## Problem statement
Arrange the lines of the records from the line containing "boy's chin, each" up to and including the line containing "column 240, row 132" as a Markdown table with the columns Row and Line. Number each line in the Row column and leave out any blank lines.

## Excerpted records

==*==

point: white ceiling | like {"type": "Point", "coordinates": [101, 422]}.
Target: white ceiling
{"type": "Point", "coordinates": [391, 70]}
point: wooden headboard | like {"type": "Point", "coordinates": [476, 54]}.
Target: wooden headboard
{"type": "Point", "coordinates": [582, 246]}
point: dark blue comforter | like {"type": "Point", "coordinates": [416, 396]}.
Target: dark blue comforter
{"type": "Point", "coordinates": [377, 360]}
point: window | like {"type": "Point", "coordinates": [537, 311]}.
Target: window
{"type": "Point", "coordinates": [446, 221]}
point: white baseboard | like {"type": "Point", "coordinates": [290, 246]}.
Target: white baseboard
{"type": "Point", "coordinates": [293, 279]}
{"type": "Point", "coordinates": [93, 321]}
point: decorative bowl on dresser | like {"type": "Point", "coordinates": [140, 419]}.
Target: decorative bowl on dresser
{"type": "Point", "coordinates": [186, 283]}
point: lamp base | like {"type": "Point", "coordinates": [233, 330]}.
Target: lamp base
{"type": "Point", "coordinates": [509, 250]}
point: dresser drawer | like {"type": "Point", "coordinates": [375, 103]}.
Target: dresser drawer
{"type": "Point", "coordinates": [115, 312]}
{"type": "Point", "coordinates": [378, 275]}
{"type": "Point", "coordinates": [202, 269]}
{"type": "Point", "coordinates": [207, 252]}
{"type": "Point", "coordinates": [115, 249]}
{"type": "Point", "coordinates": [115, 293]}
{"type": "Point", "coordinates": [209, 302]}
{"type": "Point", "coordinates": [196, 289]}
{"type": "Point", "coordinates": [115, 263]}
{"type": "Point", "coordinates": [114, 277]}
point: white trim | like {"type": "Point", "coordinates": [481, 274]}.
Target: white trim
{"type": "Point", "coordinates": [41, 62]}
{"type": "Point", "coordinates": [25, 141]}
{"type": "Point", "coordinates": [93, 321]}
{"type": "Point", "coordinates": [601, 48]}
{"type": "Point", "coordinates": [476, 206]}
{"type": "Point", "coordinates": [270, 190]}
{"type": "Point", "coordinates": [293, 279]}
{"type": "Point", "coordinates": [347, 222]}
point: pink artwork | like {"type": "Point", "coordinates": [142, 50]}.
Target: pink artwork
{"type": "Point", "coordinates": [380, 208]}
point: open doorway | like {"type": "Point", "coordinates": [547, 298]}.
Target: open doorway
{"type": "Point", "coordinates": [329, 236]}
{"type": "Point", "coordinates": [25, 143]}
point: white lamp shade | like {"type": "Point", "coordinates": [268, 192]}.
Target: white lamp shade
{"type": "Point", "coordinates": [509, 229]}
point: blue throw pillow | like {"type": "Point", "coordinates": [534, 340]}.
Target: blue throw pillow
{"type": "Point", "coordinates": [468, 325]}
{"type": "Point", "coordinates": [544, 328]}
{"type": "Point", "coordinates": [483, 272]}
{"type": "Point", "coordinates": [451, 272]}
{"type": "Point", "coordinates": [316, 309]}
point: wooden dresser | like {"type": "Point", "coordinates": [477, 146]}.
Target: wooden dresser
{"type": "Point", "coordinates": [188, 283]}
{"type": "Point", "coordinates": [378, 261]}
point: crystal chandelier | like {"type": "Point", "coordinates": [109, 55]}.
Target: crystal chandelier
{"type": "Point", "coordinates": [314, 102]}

==*==

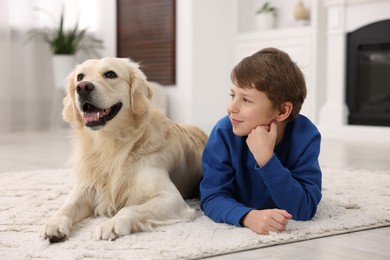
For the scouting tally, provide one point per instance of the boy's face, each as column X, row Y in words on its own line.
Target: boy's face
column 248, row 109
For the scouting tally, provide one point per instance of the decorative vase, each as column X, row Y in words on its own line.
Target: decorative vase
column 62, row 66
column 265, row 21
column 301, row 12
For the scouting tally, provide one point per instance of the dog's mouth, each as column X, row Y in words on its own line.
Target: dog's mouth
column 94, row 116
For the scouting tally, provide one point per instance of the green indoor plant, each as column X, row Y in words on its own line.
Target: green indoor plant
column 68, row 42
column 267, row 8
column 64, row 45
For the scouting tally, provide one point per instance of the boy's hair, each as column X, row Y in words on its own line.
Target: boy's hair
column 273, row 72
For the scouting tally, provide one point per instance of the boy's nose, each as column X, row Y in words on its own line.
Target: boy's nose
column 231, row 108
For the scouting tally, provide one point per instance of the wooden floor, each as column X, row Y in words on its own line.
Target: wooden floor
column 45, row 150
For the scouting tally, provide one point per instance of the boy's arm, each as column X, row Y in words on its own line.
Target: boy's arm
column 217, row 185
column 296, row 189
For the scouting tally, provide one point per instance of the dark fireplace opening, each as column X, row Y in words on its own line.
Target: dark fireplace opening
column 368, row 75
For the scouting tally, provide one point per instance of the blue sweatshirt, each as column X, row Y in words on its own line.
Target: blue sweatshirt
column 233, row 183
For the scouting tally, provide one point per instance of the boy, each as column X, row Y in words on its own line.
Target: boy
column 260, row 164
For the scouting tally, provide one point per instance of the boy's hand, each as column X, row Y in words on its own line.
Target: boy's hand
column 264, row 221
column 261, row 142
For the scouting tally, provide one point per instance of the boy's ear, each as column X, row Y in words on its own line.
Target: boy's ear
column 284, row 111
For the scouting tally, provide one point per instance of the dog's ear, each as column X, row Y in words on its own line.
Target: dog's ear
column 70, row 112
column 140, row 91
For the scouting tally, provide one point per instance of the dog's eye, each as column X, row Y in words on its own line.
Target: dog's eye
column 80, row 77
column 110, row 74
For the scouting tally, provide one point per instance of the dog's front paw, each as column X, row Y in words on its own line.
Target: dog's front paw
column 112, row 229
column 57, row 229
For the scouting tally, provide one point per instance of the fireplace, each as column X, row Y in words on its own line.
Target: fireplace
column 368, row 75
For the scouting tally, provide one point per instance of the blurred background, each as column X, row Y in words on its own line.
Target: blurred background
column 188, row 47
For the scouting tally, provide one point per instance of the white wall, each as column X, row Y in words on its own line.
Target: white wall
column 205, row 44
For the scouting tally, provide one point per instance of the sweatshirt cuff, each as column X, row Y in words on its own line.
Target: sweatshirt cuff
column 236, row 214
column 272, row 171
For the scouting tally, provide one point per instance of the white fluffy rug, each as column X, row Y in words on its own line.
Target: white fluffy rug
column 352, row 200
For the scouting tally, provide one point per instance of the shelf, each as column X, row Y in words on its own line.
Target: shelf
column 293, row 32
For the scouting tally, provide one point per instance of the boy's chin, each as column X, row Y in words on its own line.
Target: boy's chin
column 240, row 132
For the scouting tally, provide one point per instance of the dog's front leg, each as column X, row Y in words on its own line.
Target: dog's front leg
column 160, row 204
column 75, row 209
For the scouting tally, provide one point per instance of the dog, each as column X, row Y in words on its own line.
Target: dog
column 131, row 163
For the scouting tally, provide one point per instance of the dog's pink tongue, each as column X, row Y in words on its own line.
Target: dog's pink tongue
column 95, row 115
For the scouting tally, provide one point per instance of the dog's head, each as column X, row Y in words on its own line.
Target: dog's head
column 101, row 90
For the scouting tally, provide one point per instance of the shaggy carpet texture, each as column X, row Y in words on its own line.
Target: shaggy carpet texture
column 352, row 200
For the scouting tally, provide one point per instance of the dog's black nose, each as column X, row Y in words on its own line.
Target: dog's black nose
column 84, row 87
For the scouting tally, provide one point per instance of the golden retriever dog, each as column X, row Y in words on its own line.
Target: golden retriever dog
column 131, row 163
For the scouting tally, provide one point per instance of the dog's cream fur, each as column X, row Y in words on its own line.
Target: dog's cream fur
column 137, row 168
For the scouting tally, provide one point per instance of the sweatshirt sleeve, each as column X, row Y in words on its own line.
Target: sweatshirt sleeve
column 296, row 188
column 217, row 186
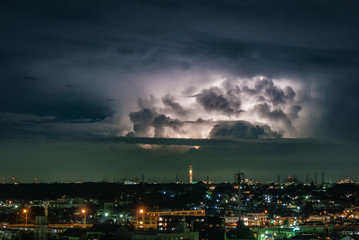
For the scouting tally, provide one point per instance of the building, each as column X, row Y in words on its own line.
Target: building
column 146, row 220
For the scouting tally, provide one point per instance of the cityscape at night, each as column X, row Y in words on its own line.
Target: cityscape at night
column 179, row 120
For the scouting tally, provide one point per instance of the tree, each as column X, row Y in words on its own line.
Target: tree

==*==

## Exercise output
| Row | Line |
|---|---|
| 1 | For the scouting tally, provide one point per instance of the boy's chin, each as column X, row Y in words on its own line. |
| 2 | Target: boy's chin |
| 3 | column 240, row 132 |